TASK | Only the lines from the one containing "of every sky" through the end of the entries should be repeated, exactly as they appear, first and last included.

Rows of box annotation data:
▼▼▼

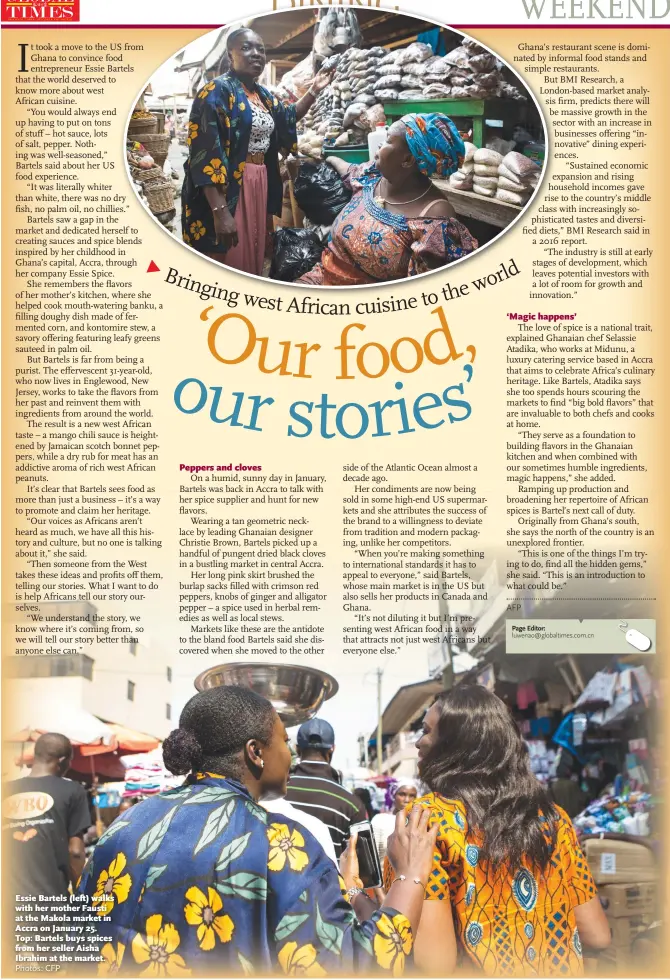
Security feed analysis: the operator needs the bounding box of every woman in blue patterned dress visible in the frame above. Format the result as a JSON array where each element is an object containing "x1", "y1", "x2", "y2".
[
  {"x1": 182, "y1": 28, "x2": 331, "y2": 275},
  {"x1": 298, "y1": 112, "x2": 477, "y2": 286},
  {"x1": 79, "y1": 687, "x2": 436, "y2": 977}
]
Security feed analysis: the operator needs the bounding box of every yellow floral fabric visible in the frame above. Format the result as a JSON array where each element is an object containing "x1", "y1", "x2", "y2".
[{"x1": 79, "y1": 772, "x2": 412, "y2": 978}]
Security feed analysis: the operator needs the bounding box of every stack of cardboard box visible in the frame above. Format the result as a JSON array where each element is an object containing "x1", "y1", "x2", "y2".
[{"x1": 584, "y1": 837, "x2": 659, "y2": 971}]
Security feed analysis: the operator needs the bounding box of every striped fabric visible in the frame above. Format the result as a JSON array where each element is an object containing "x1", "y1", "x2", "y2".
[{"x1": 286, "y1": 760, "x2": 367, "y2": 858}]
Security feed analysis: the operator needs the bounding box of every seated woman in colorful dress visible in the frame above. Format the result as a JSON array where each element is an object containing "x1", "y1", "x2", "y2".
[
  {"x1": 385, "y1": 684, "x2": 610, "y2": 977},
  {"x1": 298, "y1": 112, "x2": 477, "y2": 286},
  {"x1": 78, "y1": 686, "x2": 436, "y2": 977}
]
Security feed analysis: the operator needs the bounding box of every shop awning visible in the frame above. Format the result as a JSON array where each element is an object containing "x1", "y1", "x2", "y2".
[
  {"x1": 378, "y1": 679, "x2": 443, "y2": 738},
  {"x1": 107, "y1": 722, "x2": 161, "y2": 752},
  {"x1": 8, "y1": 702, "x2": 116, "y2": 751},
  {"x1": 175, "y1": 27, "x2": 228, "y2": 71}
]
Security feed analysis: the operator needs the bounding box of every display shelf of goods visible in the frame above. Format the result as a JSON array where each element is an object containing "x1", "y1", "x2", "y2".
[
  {"x1": 384, "y1": 98, "x2": 532, "y2": 148},
  {"x1": 323, "y1": 146, "x2": 370, "y2": 163}
]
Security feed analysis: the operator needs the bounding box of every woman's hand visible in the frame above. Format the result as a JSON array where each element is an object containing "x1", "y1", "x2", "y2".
[
  {"x1": 212, "y1": 207, "x2": 238, "y2": 251},
  {"x1": 340, "y1": 834, "x2": 363, "y2": 888},
  {"x1": 386, "y1": 806, "x2": 438, "y2": 885}
]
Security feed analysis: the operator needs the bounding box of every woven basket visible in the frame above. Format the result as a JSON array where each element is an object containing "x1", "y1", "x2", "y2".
[
  {"x1": 130, "y1": 167, "x2": 165, "y2": 184},
  {"x1": 128, "y1": 116, "x2": 158, "y2": 135},
  {"x1": 144, "y1": 180, "x2": 174, "y2": 214},
  {"x1": 133, "y1": 133, "x2": 170, "y2": 168}
]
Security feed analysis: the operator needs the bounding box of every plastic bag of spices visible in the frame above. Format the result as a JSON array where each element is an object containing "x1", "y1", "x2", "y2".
[
  {"x1": 270, "y1": 228, "x2": 323, "y2": 282},
  {"x1": 293, "y1": 160, "x2": 351, "y2": 225}
]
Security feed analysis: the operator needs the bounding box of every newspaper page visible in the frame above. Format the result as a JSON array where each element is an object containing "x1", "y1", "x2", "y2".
[{"x1": 2, "y1": 0, "x2": 670, "y2": 977}]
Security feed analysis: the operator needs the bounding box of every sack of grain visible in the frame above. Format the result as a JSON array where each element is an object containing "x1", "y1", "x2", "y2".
[
  {"x1": 498, "y1": 173, "x2": 525, "y2": 194},
  {"x1": 470, "y1": 52, "x2": 498, "y2": 72},
  {"x1": 486, "y1": 136, "x2": 516, "y2": 157},
  {"x1": 379, "y1": 51, "x2": 400, "y2": 65},
  {"x1": 396, "y1": 41, "x2": 433, "y2": 65},
  {"x1": 461, "y1": 37, "x2": 490, "y2": 56},
  {"x1": 423, "y1": 82, "x2": 451, "y2": 99},
  {"x1": 463, "y1": 141, "x2": 477, "y2": 164},
  {"x1": 425, "y1": 58, "x2": 454, "y2": 78},
  {"x1": 476, "y1": 71, "x2": 500, "y2": 88},
  {"x1": 473, "y1": 148, "x2": 503, "y2": 168},
  {"x1": 498, "y1": 163, "x2": 525, "y2": 187},
  {"x1": 496, "y1": 187, "x2": 530, "y2": 207},
  {"x1": 473, "y1": 172, "x2": 498, "y2": 191},
  {"x1": 500, "y1": 150, "x2": 540, "y2": 180},
  {"x1": 449, "y1": 69, "x2": 475, "y2": 85},
  {"x1": 403, "y1": 58, "x2": 430, "y2": 77},
  {"x1": 375, "y1": 74, "x2": 402, "y2": 91},
  {"x1": 449, "y1": 170, "x2": 472, "y2": 191},
  {"x1": 444, "y1": 46, "x2": 470, "y2": 68},
  {"x1": 400, "y1": 75, "x2": 423, "y2": 88},
  {"x1": 342, "y1": 102, "x2": 367, "y2": 129}
]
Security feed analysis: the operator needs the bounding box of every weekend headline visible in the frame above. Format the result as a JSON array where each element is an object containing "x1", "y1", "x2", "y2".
[{"x1": 174, "y1": 306, "x2": 477, "y2": 439}]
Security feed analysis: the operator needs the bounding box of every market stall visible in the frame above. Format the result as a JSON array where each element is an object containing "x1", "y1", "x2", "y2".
[
  {"x1": 126, "y1": 86, "x2": 181, "y2": 231},
  {"x1": 269, "y1": 13, "x2": 545, "y2": 258}
]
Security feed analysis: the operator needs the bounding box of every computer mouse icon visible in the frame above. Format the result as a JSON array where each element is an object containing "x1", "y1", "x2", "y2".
[{"x1": 626, "y1": 629, "x2": 652, "y2": 653}]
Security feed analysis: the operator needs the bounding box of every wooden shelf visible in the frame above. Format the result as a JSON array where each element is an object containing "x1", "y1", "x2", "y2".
[{"x1": 434, "y1": 180, "x2": 523, "y2": 228}]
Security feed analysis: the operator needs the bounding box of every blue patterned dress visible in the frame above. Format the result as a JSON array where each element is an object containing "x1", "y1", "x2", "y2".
[
  {"x1": 181, "y1": 73, "x2": 297, "y2": 254},
  {"x1": 78, "y1": 773, "x2": 413, "y2": 977},
  {"x1": 298, "y1": 163, "x2": 477, "y2": 286}
]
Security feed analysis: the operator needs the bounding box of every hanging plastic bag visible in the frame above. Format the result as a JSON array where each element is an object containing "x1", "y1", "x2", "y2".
[
  {"x1": 293, "y1": 160, "x2": 351, "y2": 225},
  {"x1": 270, "y1": 228, "x2": 323, "y2": 282}
]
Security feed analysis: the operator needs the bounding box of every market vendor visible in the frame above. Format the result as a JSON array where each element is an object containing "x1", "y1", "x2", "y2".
[
  {"x1": 298, "y1": 112, "x2": 477, "y2": 286},
  {"x1": 182, "y1": 28, "x2": 330, "y2": 275}
]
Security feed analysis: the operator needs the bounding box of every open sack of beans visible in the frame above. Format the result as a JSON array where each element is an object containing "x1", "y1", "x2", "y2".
[{"x1": 495, "y1": 150, "x2": 542, "y2": 207}]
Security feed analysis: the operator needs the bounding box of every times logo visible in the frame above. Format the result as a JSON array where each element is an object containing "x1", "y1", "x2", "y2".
[{"x1": 2, "y1": 0, "x2": 79, "y2": 26}]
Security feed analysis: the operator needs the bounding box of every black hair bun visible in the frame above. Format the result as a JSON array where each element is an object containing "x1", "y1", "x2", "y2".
[{"x1": 163, "y1": 728, "x2": 203, "y2": 776}]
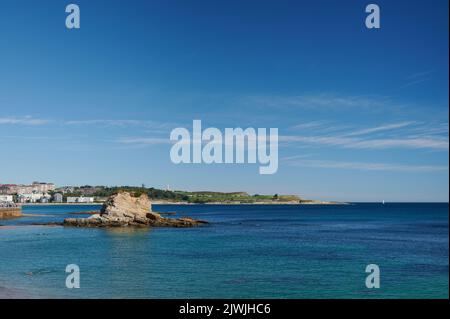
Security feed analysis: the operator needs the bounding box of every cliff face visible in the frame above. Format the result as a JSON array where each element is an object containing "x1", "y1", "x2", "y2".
[
  {"x1": 64, "y1": 192, "x2": 206, "y2": 227},
  {"x1": 0, "y1": 207, "x2": 22, "y2": 219}
]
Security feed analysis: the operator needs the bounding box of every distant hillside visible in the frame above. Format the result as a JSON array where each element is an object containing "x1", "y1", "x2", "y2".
[{"x1": 55, "y1": 186, "x2": 302, "y2": 204}]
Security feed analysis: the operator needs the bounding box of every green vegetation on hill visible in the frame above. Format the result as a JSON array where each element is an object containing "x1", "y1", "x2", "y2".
[{"x1": 57, "y1": 186, "x2": 301, "y2": 204}]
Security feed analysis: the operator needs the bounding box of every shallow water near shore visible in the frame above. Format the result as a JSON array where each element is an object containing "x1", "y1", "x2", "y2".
[{"x1": 0, "y1": 203, "x2": 449, "y2": 298}]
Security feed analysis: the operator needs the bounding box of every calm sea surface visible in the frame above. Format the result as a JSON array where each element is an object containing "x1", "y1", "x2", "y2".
[{"x1": 0, "y1": 203, "x2": 449, "y2": 298}]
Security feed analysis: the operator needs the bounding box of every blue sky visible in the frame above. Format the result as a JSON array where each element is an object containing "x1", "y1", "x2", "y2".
[{"x1": 0, "y1": 0, "x2": 449, "y2": 201}]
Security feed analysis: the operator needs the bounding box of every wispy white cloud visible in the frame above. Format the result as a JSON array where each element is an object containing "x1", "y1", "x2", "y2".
[
  {"x1": 244, "y1": 94, "x2": 400, "y2": 111},
  {"x1": 279, "y1": 121, "x2": 449, "y2": 150},
  {"x1": 282, "y1": 158, "x2": 448, "y2": 172},
  {"x1": 0, "y1": 116, "x2": 50, "y2": 125},
  {"x1": 345, "y1": 122, "x2": 415, "y2": 136},
  {"x1": 279, "y1": 135, "x2": 449, "y2": 150},
  {"x1": 401, "y1": 70, "x2": 434, "y2": 88},
  {"x1": 66, "y1": 119, "x2": 176, "y2": 129},
  {"x1": 116, "y1": 137, "x2": 172, "y2": 145}
]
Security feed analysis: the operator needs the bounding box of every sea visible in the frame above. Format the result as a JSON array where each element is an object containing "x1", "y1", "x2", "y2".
[{"x1": 0, "y1": 203, "x2": 449, "y2": 299}]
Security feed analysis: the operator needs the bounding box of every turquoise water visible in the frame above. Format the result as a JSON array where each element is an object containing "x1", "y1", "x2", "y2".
[{"x1": 0, "y1": 204, "x2": 449, "y2": 298}]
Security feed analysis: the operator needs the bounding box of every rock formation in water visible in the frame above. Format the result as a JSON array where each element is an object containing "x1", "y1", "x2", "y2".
[
  {"x1": 0, "y1": 206, "x2": 22, "y2": 219},
  {"x1": 63, "y1": 192, "x2": 207, "y2": 227}
]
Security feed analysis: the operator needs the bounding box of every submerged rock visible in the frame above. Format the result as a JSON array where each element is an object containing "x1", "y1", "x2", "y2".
[{"x1": 63, "y1": 192, "x2": 207, "y2": 227}]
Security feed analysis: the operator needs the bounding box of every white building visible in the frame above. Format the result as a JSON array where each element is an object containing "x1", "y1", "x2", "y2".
[
  {"x1": 18, "y1": 193, "x2": 44, "y2": 203},
  {"x1": 0, "y1": 195, "x2": 13, "y2": 203},
  {"x1": 53, "y1": 193, "x2": 63, "y2": 203},
  {"x1": 67, "y1": 196, "x2": 94, "y2": 203}
]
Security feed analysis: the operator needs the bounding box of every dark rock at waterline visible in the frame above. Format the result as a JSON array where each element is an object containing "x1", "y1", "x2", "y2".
[{"x1": 63, "y1": 192, "x2": 207, "y2": 227}]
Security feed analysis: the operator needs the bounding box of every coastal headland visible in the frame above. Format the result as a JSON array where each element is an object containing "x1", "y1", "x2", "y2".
[{"x1": 0, "y1": 207, "x2": 22, "y2": 219}]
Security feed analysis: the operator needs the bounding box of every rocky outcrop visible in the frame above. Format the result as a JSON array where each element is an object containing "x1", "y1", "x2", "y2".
[
  {"x1": 0, "y1": 207, "x2": 22, "y2": 219},
  {"x1": 63, "y1": 192, "x2": 207, "y2": 227}
]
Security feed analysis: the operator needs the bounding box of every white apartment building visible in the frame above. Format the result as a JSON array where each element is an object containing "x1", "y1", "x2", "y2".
[{"x1": 0, "y1": 195, "x2": 13, "y2": 203}]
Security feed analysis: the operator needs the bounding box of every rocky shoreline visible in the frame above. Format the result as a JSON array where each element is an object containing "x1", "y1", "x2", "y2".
[
  {"x1": 0, "y1": 207, "x2": 22, "y2": 219},
  {"x1": 62, "y1": 192, "x2": 207, "y2": 227}
]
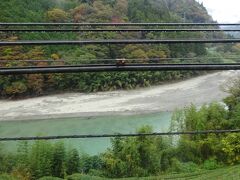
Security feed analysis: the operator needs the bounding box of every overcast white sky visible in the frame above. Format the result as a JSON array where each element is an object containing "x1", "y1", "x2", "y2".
[{"x1": 197, "y1": 0, "x2": 240, "y2": 23}]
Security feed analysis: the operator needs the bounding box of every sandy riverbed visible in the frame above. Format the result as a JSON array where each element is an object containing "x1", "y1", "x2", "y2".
[{"x1": 0, "y1": 71, "x2": 240, "y2": 121}]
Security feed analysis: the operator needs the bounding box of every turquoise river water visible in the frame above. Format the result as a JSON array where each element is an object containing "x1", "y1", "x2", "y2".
[{"x1": 0, "y1": 112, "x2": 172, "y2": 155}]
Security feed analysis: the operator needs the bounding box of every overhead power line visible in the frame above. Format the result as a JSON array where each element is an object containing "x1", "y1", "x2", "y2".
[
  {"x1": 0, "y1": 56, "x2": 240, "y2": 63},
  {"x1": 0, "y1": 63, "x2": 240, "y2": 75},
  {"x1": 0, "y1": 23, "x2": 240, "y2": 26},
  {"x1": 0, "y1": 130, "x2": 240, "y2": 141},
  {"x1": 0, "y1": 39, "x2": 240, "y2": 46},
  {"x1": 0, "y1": 29, "x2": 240, "y2": 33}
]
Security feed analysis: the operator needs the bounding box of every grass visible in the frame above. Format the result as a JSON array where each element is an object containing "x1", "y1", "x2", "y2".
[
  {"x1": 123, "y1": 165, "x2": 240, "y2": 180},
  {"x1": 0, "y1": 165, "x2": 240, "y2": 180}
]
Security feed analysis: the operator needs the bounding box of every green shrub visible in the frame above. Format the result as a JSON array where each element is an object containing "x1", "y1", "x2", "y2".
[
  {"x1": 0, "y1": 174, "x2": 17, "y2": 180},
  {"x1": 67, "y1": 174, "x2": 106, "y2": 180},
  {"x1": 203, "y1": 159, "x2": 219, "y2": 170},
  {"x1": 39, "y1": 176, "x2": 63, "y2": 180}
]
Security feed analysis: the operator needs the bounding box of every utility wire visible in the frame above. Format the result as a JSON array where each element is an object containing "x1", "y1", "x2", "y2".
[
  {"x1": 0, "y1": 56, "x2": 240, "y2": 63},
  {"x1": 0, "y1": 23, "x2": 240, "y2": 26},
  {"x1": 0, "y1": 129, "x2": 240, "y2": 141},
  {"x1": 0, "y1": 29, "x2": 240, "y2": 33},
  {"x1": 0, "y1": 63, "x2": 240, "y2": 75},
  {"x1": 0, "y1": 39, "x2": 240, "y2": 46}
]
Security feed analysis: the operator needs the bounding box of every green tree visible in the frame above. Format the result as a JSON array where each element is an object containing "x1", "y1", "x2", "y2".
[{"x1": 66, "y1": 149, "x2": 80, "y2": 175}]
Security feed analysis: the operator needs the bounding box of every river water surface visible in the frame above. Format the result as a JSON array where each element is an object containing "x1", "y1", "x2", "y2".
[{"x1": 0, "y1": 112, "x2": 171, "y2": 155}]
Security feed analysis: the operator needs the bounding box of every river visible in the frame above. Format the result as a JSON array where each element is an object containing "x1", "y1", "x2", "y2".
[{"x1": 0, "y1": 71, "x2": 240, "y2": 155}]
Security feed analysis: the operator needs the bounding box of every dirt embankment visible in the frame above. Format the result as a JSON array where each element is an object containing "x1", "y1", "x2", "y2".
[{"x1": 0, "y1": 71, "x2": 240, "y2": 121}]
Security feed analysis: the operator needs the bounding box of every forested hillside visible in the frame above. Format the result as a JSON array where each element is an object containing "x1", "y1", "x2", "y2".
[
  {"x1": 0, "y1": 0, "x2": 227, "y2": 98},
  {"x1": 0, "y1": 76, "x2": 240, "y2": 180}
]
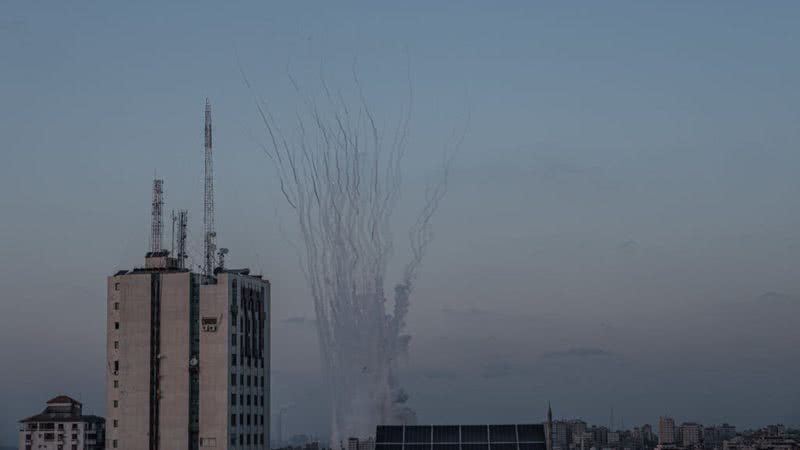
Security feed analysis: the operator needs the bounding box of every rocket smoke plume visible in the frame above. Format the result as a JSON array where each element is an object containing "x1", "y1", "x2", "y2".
[{"x1": 253, "y1": 77, "x2": 463, "y2": 445}]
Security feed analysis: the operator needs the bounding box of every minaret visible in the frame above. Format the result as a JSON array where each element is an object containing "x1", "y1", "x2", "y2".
[
  {"x1": 544, "y1": 402, "x2": 553, "y2": 450},
  {"x1": 203, "y1": 98, "x2": 217, "y2": 277}
]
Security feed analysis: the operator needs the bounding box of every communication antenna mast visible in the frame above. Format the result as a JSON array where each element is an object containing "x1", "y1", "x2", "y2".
[
  {"x1": 177, "y1": 209, "x2": 189, "y2": 269},
  {"x1": 150, "y1": 178, "x2": 164, "y2": 252},
  {"x1": 203, "y1": 98, "x2": 217, "y2": 277},
  {"x1": 169, "y1": 209, "x2": 178, "y2": 255}
]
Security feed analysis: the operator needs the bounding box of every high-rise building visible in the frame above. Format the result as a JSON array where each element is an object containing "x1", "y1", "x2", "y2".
[
  {"x1": 106, "y1": 102, "x2": 270, "y2": 450},
  {"x1": 658, "y1": 416, "x2": 675, "y2": 445},
  {"x1": 19, "y1": 395, "x2": 105, "y2": 450},
  {"x1": 107, "y1": 252, "x2": 270, "y2": 450}
]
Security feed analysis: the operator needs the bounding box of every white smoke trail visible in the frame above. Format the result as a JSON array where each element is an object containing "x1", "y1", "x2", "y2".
[{"x1": 253, "y1": 70, "x2": 463, "y2": 446}]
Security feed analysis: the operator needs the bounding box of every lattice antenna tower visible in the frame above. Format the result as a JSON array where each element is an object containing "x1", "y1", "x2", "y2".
[
  {"x1": 176, "y1": 209, "x2": 189, "y2": 269},
  {"x1": 150, "y1": 178, "x2": 164, "y2": 252},
  {"x1": 203, "y1": 98, "x2": 217, "y2": 277}
]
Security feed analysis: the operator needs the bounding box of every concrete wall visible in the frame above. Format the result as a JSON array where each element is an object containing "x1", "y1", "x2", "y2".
[
  {"x1": 200, "y1": 274, "x2": 231, "y2": 449},
  {"x1": 106, "y1": 273, "x2": 151, "y2": 450},
  {"x1": 159, "y1": 272, "x2": 191, "y2": 449}
]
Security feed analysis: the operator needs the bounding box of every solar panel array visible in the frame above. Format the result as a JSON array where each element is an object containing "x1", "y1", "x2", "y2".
[{"x1": 375, "y1": 424, "x2": 547, "y2": 450}]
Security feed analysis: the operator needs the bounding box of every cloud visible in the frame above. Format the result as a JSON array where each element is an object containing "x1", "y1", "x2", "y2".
[
  {"x1": 481, "y1": 361, "x2": 524, "y2": 378},
  {"x1": 542, "y1": 347, "x2": 612, "y2": 359},
  {"x1": 756, "y1": 292, "x2": 800, "y2": 305},
  {"x1": 442, "y1": 306, "x2": 491, "y2": 317},
  {"x1": 419, "y1": 369, "x2": 458, "y2": 380}
]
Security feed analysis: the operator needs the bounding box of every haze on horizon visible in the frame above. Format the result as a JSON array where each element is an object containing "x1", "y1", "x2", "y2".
[{"x1": 0, "y1": 1, "x2": 800, "y2": 445}]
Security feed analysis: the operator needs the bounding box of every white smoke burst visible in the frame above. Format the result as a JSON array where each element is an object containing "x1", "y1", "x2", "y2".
[{"x1": 253, "y1": 70, "x2": 463, "y2": 445}]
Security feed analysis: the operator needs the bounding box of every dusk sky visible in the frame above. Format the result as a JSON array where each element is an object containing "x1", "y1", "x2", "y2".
[{"x1": 0, "y1": 1, "x2": 800, "y2": 445}]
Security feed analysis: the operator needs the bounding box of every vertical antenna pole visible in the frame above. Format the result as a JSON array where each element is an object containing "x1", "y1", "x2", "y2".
[
  {"x1": 150, "y1": 178, "x2": 164, "y2": 252},
  {"x1": 169, "y1": 209, "x2": 178, "y2": 255},
  {"x1": 177, "y1": 209, "x2": 189, "y2": 269},
  {"x1": 203, "y1": 98, "x2": 217, "y2": 277}
]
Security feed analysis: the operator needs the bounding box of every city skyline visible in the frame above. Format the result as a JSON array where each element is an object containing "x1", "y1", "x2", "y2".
[{"x1": 0, "y1": 2, "x2": 800, "y2": 445}]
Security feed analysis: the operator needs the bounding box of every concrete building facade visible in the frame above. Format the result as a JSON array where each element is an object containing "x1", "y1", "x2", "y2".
[
  {"x1": 19, "y1": 395, "x2": 105, "y2": 450},
  {"x1": 106, "y1": 251, "x2": 270, "y2": 450},
  {"x1": 658, "y1": 416, "x2": 677, "y2": 445}
]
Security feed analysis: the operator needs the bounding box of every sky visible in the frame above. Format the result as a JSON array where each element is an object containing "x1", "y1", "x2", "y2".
[{"x1": 0, "y1": 1, "x2": 800, "y2": 444}]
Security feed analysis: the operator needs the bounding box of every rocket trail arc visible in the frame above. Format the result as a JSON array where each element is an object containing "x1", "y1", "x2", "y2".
[{"x1": 257, "y1": 74, "x2": 456, "y2": 445}]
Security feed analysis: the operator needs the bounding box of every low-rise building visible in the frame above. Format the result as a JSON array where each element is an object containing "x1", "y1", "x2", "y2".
[{"x1": 19, "y1": 395, "x2": 106, "y2": 450}]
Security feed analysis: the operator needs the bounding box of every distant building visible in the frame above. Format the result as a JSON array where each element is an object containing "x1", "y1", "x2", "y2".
[
  {"x1": 658, "y1": 416, "x2": 676, "y2": 445},
  {"x1": 681, "y1": 422, "x2": 703, "y2": 447},
  {"x1": 553, "y1": 420, "x2": 571, "y2": 450},
  {"x1": 718, "y1": 423, "x2": 736, "y2": 441},
  {"x1": 19, "y1": 395, "x2": 105, "y2": 450},
  {"x1": 375, "y1": 424, "x2": 547, "y2": 450},
  {"x1": 358, "y1": 436, "x2": 375, "y2": 450}
]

▲▲▲

EXERCISE SOLUTION |
Security feed analysis: the operator needs the bounding box of every sky visible in the frame above. Format the result as a JSON array where each element is an object containing "x1", "y1", "x2", "y2".
[{"x1": 0, "y1": 1, "x2": 800, "y2": 444}]
Security feed analysis: the operator needs the bounding box of every rocket trail arc visible in the frame above. Format the result as a JSON array where each element is an object containing "x1", "y1", "x2", "y2".
[{"x1": 257, "y1": 74, "x2": 456, "y2": 445}]
Security feed analysis: the operator needs the bounding box of every low-rise building visible in the frame above. Format the result as a JSON array where each element is an object containing "x1", "y1", "x2", "y2".
[{"x1": 19, "y1": 395, "x2": 106, "y2": 450}]
Security feed analysis: the operator needs the bounding box of every distant building visible in the frame above. Format the result as a JSON array where each element is an object containing "x1", "y1", "x2", "y2".
[
  {"x1": 658, "y1": 416, "x2": 676, "y2": 445},
  {"x1": 681, "y1": 422, "x2": 703, "y2": 447},
  {"x1": 553, "y1": 420, "x2": 571, "y2": 450},
  {"x1": 718, "y1": 423, "x2": 736, "y2": 441},
  {"x1": 19, "y1": 395, "x2": 105, "y2": 450},
  {"x1": 375, "y1": 424, "x2": 547, "y2": 450},
  {"x1": 358, "y1": 436, "x2": 375, "y2": 450}
]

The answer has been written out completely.